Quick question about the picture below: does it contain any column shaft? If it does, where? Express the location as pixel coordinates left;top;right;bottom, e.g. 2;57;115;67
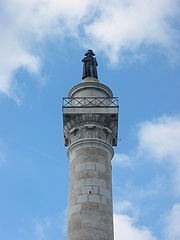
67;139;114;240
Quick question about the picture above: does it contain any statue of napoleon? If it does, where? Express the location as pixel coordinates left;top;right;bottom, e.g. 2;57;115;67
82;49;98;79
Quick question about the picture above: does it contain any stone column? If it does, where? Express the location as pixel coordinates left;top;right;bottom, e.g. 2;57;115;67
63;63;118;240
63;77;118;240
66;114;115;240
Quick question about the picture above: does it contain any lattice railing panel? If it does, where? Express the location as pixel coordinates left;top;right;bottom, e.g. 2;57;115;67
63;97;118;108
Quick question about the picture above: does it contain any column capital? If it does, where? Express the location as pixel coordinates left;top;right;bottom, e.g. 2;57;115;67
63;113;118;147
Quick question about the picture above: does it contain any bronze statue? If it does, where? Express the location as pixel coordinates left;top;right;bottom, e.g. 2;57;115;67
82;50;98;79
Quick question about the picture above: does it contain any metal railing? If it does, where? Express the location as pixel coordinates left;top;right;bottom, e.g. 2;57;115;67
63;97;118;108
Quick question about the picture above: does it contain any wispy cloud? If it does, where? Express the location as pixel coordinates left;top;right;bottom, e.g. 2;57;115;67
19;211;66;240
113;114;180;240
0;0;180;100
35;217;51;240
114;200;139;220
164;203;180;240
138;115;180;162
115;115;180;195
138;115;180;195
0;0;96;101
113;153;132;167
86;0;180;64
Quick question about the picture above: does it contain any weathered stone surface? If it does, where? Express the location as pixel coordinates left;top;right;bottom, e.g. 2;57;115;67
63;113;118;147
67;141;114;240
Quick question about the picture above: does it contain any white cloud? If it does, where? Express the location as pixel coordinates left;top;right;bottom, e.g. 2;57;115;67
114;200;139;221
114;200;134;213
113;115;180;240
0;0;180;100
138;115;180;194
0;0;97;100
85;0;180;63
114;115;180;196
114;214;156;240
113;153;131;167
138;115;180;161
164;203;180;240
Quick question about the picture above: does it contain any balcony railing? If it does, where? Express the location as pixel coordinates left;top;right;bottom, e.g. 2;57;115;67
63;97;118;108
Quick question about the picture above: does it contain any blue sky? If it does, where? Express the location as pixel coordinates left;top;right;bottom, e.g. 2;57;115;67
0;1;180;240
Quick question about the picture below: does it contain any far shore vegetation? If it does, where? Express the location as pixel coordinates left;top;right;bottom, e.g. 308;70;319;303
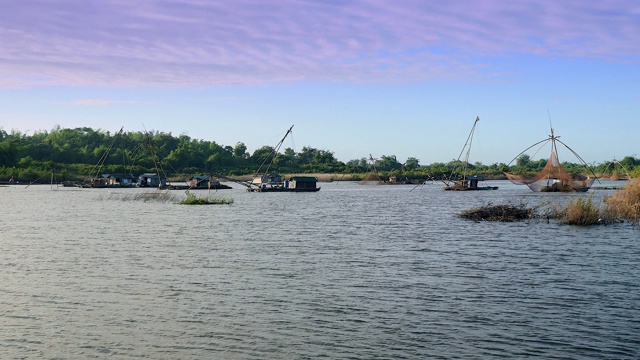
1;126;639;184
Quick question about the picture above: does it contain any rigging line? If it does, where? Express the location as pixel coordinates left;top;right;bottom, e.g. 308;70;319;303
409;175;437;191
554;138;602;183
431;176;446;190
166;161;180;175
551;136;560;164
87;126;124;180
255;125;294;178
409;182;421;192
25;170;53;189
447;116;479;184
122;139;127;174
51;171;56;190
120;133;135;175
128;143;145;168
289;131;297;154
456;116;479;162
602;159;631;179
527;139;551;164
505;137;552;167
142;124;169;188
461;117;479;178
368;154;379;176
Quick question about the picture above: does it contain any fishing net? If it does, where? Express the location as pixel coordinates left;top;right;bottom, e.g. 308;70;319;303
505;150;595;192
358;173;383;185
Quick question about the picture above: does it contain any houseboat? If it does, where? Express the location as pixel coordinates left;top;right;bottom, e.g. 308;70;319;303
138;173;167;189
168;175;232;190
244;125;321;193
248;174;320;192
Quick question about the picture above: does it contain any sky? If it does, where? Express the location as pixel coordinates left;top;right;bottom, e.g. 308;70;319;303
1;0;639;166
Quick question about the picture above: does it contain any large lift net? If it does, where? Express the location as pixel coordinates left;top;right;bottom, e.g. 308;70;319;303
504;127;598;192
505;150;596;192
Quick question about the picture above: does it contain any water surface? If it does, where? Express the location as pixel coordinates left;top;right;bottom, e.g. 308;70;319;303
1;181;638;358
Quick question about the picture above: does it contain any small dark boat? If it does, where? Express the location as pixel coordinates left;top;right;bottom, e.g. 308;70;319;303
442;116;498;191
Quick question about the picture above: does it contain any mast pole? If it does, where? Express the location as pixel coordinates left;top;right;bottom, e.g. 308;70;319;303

**Brief**
The records above are to be quoted exactly, with all pictures left out.

**Answer to this task**
Quick question about the picture below: does it contain any column shaft? If it does, where? Express the location as pixel coordinates left;top;right;bottom, e.g. 2;57;115;67
67;139;114;240
Quick question about the picture above: does it contain any statue of napoleon? If it does, where? Express the location as pixel coordinates left;top;right;bottom, e.g. 2;57;115;67
82;49;98;79
Quick question about the picture above: does it contain any stone column? If it does, where? Express the location as pixel coordinates left;top;right;bottom, e.g. 2;57;115;67
63;63;118;240
63;77;118;240
66;114;115;240
Quick question about the picture above: does it contain any lattice railing panel? If it does, where? Express the location as pixel coordinates left;top;right;bottom, e.g. 2;57;115;67
63;97;118;108
Quick question about the picture above: does it contain any column capital? If it does, where? Express the location as pixel coordinates left;top;right;bottom, e.g. 2;57;115;67
63;113;118;147
Quick question about the picture above: does it contain any bronze statue? If it does, where? Express the location as pixel coordinates left;top;right;bottom, e.g. 2;57;115;67
82;50;98;79
Quick question about the picture above: does it contain any metal railing? If it does, where? Express the location as pixel coordinates left;top;right;bottom, e.g. 2;57;115;67
63;97;118;108
Quick question about the picture above: does it contain any wispy cloud? If it does, where? Express the location as pixel coordinates left;top;right;bottom, e.g. 2;57;115;67
19;211;66;240
113;114;180;240
0;0;180;100
35;217;51;240
114;200;139;220
164;203;180;240
138;115;180;162
115;115;180;195
138;115;180;195
0;0;96;101
113;153;132;167
86;0;180;64
Quick question about the picture above: does it contain any weathered stone surface? If it does, where? Express the location as pixel coordinates left;top;right;bottom, e.g. 2;57;115;67
63;113;118;147
67;141;114;240
Quick question about the picture above: does it contain any white cloud? If it does, where? Express the location as pixel coordinates left;top;right;bottom, e.g. 2;57;115;67
114;200;139;221
114;200;134;213
113;115;180;240
0;0;180;100
138;115;180;194
0;0;97;100
85;0;180;63
114;115;180;196
114;214;156;240
113;153;131;167
138;115;180;161
164;203;180;240
Quick question about the picture above: does it contain any balcony railing? If it does, where? Express the location as pixel coordinates left;top;right;bottom, e.g. 2;57;115;67
63;97;118;108
Quick question about the picture above: does it contain any blue sky? If it does, where? Express the location as pixel coordinates left;top;right;bottom, e.g. 2;57;115;67
0;1;180;240
Quick question about the picture below: does it contain any far shore vegetation? If it does, where? Express the location as pixel coordinates left;top;right;bottom, e.g. 308;70;319;303
1;126;639;184
Quick question about the picture above: does it contain any rigging line? If it does, where? Express the location as pixel coordinates left;top;right;bottom, e.g. 308;70;319;303
409;175;437;191
554;138;602;183
431;176;446;190
166;161;180;175
551;136;560;164
87;126;124;180
255;125;294;178
409;182;421;192
25;170;53;189
447;116;479;184
122;139;127;174
51;171;56;190
120;133;135;175
128;143;145;168
289;131;297;154
456;116;479;162
602;159;631;179
527;139;551;164
505;137;552;167
142;124;169;188
461;117;479;178
368;154;379;176
Quick question about the picture above: does it contain any fishing net? If it does, where? Express the location as pixel coordinates left;top;right;bottom, e.g. 308;70;319;303
505;150;595;192
358;173;383;185
Quick question about the picture above: does it contain any houseboat? If it does, where? Express the location as pixel coordinates left;top;right;bottom, e.g. 308;70;319;303
138;173;167;189
168;175;232;190
244;125;321;193
248;174;320;192
Quick question about the picture above: does it contain any sky? If it does, where? Express the location as pixel coordinates left;top;right;bottom, e.g. 308;70;319;303
1;0;639;166
Quick question about the picture above: does it contain any large lift net? If it does, where? Express the location as pixel coordinates left;top;right;bottom, e.g. 308;70;319;303
504;127;598;192
505;150;596;192
Quick question about the picture above: does it contain any water surface? If it does, where? Express the location as pixel coordinates left;top;right;bottom, e.g. 308;70;319;303
1;181;638;358
Quick question about the picture above: does it contain any small dark boat? If it does, where? Express the location as pixel coordinates left;top;right;bottom, e.g. 308;70;319;303
442;116;498;191
Quick question about the picture above: does it contain any mast pole? If it does, where? Express the location as pixel coordinates left;top;right;bottom, e.g. 308;70;319;303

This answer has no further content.